Stored records:
Start of Block

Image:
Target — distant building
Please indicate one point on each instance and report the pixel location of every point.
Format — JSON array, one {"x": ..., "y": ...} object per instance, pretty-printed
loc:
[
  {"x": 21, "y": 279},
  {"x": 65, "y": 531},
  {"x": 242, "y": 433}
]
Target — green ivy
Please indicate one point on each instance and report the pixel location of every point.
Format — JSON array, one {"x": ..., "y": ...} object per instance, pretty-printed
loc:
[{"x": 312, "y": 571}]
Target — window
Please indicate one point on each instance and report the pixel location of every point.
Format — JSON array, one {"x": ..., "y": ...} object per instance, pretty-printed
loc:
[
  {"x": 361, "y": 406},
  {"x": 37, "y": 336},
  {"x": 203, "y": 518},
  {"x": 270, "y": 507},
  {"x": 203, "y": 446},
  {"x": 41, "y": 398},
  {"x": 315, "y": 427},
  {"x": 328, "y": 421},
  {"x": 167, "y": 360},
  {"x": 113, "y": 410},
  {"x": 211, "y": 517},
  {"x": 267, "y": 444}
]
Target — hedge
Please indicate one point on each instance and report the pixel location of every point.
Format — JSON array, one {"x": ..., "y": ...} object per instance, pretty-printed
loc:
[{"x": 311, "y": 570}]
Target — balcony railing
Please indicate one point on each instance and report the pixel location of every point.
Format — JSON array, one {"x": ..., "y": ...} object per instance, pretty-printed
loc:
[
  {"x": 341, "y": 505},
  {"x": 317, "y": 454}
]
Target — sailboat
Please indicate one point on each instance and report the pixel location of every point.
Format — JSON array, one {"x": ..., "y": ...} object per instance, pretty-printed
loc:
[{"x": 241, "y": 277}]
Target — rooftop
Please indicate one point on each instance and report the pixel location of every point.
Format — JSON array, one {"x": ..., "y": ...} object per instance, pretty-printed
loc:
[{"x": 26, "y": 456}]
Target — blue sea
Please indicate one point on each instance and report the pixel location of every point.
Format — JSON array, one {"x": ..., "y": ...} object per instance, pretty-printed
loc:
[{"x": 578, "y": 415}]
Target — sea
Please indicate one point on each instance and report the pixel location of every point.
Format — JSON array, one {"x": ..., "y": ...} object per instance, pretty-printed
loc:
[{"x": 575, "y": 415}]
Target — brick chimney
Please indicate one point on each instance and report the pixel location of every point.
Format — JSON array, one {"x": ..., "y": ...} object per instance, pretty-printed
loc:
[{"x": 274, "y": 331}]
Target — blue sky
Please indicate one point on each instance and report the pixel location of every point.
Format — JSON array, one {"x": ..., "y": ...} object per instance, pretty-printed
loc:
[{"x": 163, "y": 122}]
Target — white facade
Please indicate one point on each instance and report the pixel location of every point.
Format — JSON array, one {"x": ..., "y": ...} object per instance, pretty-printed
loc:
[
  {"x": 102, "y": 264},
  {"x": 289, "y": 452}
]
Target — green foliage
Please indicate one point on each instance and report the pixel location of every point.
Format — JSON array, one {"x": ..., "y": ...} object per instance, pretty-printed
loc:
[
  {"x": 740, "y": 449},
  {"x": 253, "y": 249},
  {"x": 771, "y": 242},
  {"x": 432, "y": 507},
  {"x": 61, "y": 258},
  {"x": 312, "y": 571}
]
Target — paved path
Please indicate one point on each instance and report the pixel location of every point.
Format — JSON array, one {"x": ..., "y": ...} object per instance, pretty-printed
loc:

End of Block

Word for word, return each of the entries.

Image:
Target — distant building
Please indicate one point on each instance and report the pixel location of every point.
Format — JSON array, one {"x": ..., "y": ...} object per instance, pretty-printed
loc:
[
  {"x": 21, "y": 279},
  {"x": 65, "y": 531},
  {"x": 242, "y": 433}
]
Target — green ivy
Please indicate one point on each instance and report the pixel location of every point.
Format — JSON array, one {"x": ..., "y": ...} object per instance, pretty-printed
loc:
[{"x": 312, "y": 571}]
Target — window
Please indicate one point on each instance and report the pixel location of every point.
Format — JSON array, one {"x": ..., "y": ...} object per instance, pretty-printed
loc:
[
  {"x": 361, "y": 406},
  {"x": 37, "y": 336},
  {"x": 203, "y": 518},
  {"x": 270, "y": 507},
  {"x": 203, "y": 446},
  {"x": 41, "y": 398},
  {"x": 315, "y": 427},
  {"x": 328, "y": 421},
  {"x": 167, "y": 360},
  {"x": 113, "y": 410},
  {"x": 211, "y": 517},
  {"x": 267, "y": 444}
]
Target — hedge
Please indicate one point on each instance and report the pixel location of every point.
Format — JSON array, one {"x": ..., "y": ...} object per instance, pretty-printed
loc:
[{"x": 311, "y": 570}]
Target — balcony railing
Please indicate one point on each instance and report the pixel location of every point.
Format — JSON array, one {"x": ..., "y": ...} object per instance, pretty-printed
loc:
[
  {"x": 341, "y": 505},
  {"x": 317, "y": 454}
]
Target — sailboat
Please indicate one point on each instance and report the pixel location of every point.
Format — JSON array, one {"x": ..., "y": ...} object per instance, pretty-printed
loc:
[{"x": 241, "y": 277}]
Target — rooftop
Please indicate one point on each instance and report the pixel location of every point.
Format — JSON array, one {"x": ..., "y": ...} object per instance, pretty-printed
loc:
[{"x": 26, "y": 456}]
Target — blue sea
Please indicate one point on each instance and report the pixel location of every point.
Format — JSON array, one {"x": ..., "y": ...} object per instance, pretty-printed
loc:
[{"x": 578, "y": 415}]
Target — sea
Please indicate one point on each instance and report the pixel location of every point.
Format — JSON array, one {"x": ..., "y": ...} object per instance, pretty-printed
loc:
[{"x": 575, "y": 415}]
Target — brick chimney
Please indicate one point on each instance and report the pixel location of every point.
Format — JSON array, one {"x": ..., "y": ...} object per instance, pretty-printed
loc:
[{"x": 274, "y": 331}]
Target — blue sky
Please indicate one point on each instance and report the pixel location of every point.
Format — JSON array, one {"x": ..., "y": ...} object per instance, pretty-printed
loc:
[{"x": 163, "y": 122}]
Target — white facade
Please indicate one point on each instance and report the pixel location of every point.
Format — JSON array, one {"x": ..., "y": ...} object per instance, pretty-printed
loc:
[
  {"x": 102, "y": 264},
  {"x": 289, "y": 452}
]
Target — green foliage
Please indicate one point on each instance and report the pixel location of every point.
Format — JSON array, one {"x": ..., "y": ...} object per instance, pretty-printed
loc:
[
  {"x": 740, "y": 449},
  {"x": 253, "y": 249},
  {"x": 771, "y": 242},
  {"x": 432, "y": 507},
  {"x": 61, "y": 258},
  {"x": 312, "y": 571}
]
Target — paved path
Please indicate one point on each instance and report the pixel location of every point.
Format — JSON array, one {"x": ..., "y": ...} object per instance, pretty-printed
loc:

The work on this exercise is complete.